## Compito assegnato 1
Riassuma in due frasi il testo sulle dichiarazioni di Salvatore Borsellino.
## Compito assegnato 2
Trascriva fedelmente il passo del testo sulle dichiarazioni di Salvatore Borsellino che va da «Salvatore Borsellino: mio» fino a «da Massimo Ciancimino.», incluse queste ultime parole.
## Compito assegnato 3
Scriva il seguito del testo sulle dichiarazioni di Salvatore Borsellino, riprendendo subito dopo l'ultima frase riportata.

## Testo selezionato
____

Salvatore Borsellino: mio fratello sapeva della ”trattativa”

“Mio fratello era stato sicuramente informato dagli organi istituzionali della trattativa in corso tra mafia e Stato, perche’ erano in mano sua…

…le indagini sull’assassinio di Falcone e sulla mafia in Sicilia. Non poteva non esserne informato”. Cosi’ Salvatore Borsellino, fratello del magistrato Paolo Borsellino, ucciso il 19 luglio 1992 in via D’Amelio commenta le nuove rivelazioni sul patto tra Stato e mafia fatte da Massimo Ciancimino.

____

Voci salvate:

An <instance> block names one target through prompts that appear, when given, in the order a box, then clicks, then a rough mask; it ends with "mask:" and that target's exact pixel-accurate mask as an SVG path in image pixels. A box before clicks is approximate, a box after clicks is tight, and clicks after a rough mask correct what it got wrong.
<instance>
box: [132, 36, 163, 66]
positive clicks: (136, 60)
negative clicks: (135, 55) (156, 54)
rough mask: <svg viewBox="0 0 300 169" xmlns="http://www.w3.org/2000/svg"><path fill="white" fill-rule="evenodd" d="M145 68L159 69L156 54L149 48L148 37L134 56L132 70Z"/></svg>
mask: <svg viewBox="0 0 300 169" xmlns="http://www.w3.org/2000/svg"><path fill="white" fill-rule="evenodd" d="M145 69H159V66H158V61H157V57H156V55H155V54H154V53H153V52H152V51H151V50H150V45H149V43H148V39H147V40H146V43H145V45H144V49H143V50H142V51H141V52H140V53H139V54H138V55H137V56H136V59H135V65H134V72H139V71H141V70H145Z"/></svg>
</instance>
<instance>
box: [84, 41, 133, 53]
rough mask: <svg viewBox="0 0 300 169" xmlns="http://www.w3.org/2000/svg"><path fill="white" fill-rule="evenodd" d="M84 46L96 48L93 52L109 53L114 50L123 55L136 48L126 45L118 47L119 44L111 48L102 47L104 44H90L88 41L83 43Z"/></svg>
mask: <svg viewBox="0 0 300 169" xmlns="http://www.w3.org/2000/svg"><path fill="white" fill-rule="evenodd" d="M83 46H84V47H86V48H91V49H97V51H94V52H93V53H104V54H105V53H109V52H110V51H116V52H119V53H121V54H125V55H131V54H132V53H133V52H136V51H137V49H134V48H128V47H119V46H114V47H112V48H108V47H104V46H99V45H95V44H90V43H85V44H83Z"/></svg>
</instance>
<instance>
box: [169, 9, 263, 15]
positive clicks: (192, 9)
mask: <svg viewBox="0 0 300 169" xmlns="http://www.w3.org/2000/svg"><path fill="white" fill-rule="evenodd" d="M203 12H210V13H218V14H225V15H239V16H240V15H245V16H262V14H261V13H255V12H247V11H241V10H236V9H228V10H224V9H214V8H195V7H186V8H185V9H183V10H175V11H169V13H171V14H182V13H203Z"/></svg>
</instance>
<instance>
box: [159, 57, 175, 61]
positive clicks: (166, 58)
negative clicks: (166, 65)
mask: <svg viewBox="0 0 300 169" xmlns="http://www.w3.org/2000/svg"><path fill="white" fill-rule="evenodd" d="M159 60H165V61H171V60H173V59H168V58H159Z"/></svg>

____

## Spazio risposta 1
Salvatore Borsellino, fratello del magistrato Paolo Borsellino ucciso il 19 luglio 1992 in via D'Amelio, afferma che il fratello era stato sicuramente informato dagli organi istituzionali della trattativa in corso tra mafia e Stato, poiché aveva in mano le indagini sull'assassinio di Falcone e sulla mafia in Sicilia. Con queste parole egli commenta le nuove rivelazioni di Massimo Ciancimino sul patto tra Stato e mafia.

## Spazio risposta 2
Salvatore Borsellino: mio fratello sapeva della ”trattativa”

“Mio fratello era stato sicuramente informato dagli organi istituzionali della trattativa in corso tra mafia e Stato, perche’ erano in mano sua…

…le indagini sull’assassinio di Falcone e sulla mafia in Sicilia. Non poteva non esserne informato”. Cosi’ Salvatore Borsellino, fratello del magistrato Paolo Borsellino, ucciso il 19 luglio 1992 in via D’Amelio commenta le nuove rivelazioni sul patto tra Stato e mafia fatte da Massimo Ciancimino.

## Spazio risposta 3
Borsellino e’ intervenuto a ”24 Mattino” su Radio 24. ”Sostengo dal 1997 – ha aggiunto Borsellino – che il motivo dell’accelerazione della eliminazione di Paolo sia stato il fatto che lui si era messo di traverso rispetto a questa trattativa nel momento in cui ne fu informato, e questo avvenne al ministero dell’Interno il primo luglio 1992. A quel punto era necessario, per poter continuare a condurre la trattativa, eliminare l’ostacolo principale, Paolo Borsellino, ed eliminarlo in fretta”. Ciancimino jr. ha detto che una copia del famoso ‘papello’ era nella cassaforte di casa sua a Mondello ma i Carabinieri durante una perquisizione evitarono di controllare: ”C’e’ da chiedersi il perche’ non sia stata aperta quella cassaforte – ha detto Borsellino – Credo che sia lo stesso motivo per cui dopo l’arresto di Riina e’ stato lasciato incustodito il suo rifugio, finche’ squadre della criminalita’ organizzata hanno potuto ripulire la casa e prelevare la cassaforte, nella quale c’erano cose che non dovevano venire fuori. Ciancimino non e’ un pentito – ha detto Borsellino – ma uno che vuole salvare il salvabile, quel famoso tesoro del padre di cui evidentemente gli hanno sequestrato solo una minima parte. Ora ha scelto di collaborare e sta dando un validissimo contributo, ma per patteggiare la sua impunità”.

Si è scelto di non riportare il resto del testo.